◆ **Problem details**: Scan the records for the word "below". Return each line where it is found.

(Point localization data)
---------------

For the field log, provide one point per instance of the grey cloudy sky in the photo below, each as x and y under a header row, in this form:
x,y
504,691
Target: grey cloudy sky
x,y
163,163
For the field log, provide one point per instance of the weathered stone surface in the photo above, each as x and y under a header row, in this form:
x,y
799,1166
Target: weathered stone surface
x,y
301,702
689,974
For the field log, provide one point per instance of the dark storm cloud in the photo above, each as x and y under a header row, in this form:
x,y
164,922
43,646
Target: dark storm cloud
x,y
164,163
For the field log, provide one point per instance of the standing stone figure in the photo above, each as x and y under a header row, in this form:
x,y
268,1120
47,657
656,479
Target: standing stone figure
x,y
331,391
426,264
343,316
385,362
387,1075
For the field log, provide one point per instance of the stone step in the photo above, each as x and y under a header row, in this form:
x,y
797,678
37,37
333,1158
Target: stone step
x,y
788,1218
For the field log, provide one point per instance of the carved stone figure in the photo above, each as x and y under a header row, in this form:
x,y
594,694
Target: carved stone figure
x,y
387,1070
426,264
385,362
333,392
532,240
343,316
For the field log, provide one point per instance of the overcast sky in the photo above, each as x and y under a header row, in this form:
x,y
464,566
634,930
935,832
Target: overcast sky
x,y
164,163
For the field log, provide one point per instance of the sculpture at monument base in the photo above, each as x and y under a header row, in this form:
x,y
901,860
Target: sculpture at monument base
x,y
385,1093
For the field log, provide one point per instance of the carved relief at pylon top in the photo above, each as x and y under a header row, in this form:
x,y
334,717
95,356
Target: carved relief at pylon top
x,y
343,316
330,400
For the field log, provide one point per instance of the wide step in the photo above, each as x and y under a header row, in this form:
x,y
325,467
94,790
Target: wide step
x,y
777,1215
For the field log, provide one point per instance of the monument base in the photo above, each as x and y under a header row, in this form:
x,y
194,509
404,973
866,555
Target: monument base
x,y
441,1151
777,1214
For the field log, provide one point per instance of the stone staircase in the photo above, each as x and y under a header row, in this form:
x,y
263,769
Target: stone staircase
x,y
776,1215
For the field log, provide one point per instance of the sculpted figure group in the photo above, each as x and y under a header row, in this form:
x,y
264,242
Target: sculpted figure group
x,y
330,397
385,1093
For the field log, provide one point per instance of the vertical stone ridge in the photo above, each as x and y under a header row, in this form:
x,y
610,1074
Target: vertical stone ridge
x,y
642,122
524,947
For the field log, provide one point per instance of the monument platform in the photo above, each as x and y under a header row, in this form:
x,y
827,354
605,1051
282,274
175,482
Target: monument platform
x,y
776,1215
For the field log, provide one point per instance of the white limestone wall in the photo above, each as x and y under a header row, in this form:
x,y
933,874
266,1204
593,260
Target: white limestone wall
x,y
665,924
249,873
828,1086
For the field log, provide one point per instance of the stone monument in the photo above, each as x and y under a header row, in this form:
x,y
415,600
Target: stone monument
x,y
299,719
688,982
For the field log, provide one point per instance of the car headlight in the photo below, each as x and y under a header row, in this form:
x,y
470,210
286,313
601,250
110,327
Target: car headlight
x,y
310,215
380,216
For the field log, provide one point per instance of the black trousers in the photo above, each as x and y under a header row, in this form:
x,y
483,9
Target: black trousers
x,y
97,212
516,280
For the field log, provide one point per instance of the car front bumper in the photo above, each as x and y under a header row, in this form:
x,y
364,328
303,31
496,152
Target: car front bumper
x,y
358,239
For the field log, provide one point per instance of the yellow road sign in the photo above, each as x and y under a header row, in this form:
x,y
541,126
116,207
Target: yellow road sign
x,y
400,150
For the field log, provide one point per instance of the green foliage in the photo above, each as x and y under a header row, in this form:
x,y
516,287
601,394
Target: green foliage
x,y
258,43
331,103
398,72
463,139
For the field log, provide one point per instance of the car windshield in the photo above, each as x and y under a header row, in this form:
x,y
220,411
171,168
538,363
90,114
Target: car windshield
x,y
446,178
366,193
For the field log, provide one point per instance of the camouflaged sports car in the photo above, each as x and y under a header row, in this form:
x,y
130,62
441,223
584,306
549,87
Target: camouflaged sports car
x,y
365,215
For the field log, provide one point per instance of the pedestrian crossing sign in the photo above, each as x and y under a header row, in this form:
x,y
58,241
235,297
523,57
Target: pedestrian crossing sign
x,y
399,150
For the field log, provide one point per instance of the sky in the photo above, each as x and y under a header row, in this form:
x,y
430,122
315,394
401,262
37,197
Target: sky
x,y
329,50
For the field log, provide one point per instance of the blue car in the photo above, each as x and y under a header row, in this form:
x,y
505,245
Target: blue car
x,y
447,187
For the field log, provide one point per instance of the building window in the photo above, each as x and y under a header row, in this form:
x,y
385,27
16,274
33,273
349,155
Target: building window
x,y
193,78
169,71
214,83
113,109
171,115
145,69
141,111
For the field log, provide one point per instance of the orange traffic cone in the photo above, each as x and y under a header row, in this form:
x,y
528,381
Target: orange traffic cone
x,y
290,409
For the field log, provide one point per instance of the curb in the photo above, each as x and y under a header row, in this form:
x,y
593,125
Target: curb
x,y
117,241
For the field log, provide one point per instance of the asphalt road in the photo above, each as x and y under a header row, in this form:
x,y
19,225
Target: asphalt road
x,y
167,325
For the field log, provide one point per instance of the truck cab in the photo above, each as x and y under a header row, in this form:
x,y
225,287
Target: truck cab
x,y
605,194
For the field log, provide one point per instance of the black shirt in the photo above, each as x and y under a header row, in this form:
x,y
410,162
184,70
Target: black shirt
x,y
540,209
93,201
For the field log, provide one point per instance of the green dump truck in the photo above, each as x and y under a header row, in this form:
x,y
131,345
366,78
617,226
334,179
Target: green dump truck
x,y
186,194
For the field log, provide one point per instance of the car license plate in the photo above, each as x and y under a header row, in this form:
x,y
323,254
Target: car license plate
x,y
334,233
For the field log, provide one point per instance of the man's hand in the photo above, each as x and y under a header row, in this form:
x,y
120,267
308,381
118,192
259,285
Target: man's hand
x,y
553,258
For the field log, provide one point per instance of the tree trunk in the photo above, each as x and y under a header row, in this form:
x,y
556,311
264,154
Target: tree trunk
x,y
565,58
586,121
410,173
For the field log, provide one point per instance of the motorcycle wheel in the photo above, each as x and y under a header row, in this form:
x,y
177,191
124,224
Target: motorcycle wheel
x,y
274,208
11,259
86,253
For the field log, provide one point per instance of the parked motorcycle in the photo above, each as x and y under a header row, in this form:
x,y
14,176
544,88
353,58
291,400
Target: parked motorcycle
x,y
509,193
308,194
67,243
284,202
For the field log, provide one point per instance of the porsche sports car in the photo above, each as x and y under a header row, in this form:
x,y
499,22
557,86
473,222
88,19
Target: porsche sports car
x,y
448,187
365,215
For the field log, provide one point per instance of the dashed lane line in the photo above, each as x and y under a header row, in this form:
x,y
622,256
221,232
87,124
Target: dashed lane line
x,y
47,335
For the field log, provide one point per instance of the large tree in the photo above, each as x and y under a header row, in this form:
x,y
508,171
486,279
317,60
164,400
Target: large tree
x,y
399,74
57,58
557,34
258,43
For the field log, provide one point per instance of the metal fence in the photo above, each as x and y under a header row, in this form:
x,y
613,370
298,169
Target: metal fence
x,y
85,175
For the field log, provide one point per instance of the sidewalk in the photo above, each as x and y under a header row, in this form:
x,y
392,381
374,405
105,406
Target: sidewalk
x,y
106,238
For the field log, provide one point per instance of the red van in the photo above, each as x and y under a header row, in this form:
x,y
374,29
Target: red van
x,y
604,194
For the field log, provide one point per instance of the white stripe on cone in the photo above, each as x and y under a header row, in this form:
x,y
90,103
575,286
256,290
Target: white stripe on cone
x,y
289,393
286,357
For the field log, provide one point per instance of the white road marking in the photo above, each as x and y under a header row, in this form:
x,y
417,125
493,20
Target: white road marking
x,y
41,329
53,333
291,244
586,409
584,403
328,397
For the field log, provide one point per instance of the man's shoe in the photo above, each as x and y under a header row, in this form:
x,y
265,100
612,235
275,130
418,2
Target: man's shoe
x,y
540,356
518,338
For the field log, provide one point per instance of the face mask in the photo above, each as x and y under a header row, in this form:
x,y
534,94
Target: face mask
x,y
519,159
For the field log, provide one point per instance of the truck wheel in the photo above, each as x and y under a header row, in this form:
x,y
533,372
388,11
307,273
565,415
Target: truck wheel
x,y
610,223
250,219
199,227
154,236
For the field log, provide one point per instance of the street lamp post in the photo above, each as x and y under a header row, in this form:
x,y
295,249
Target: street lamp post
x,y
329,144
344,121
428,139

---------------

◆ **Answer for the task**:
For the field log, provide one point per instance of the grey cloudy sky in the photo below, each as x and y under a header row, in this form:
For the field log, provide one point per instance of the car headlight in the photo below, each as x and y under a header row, in this form:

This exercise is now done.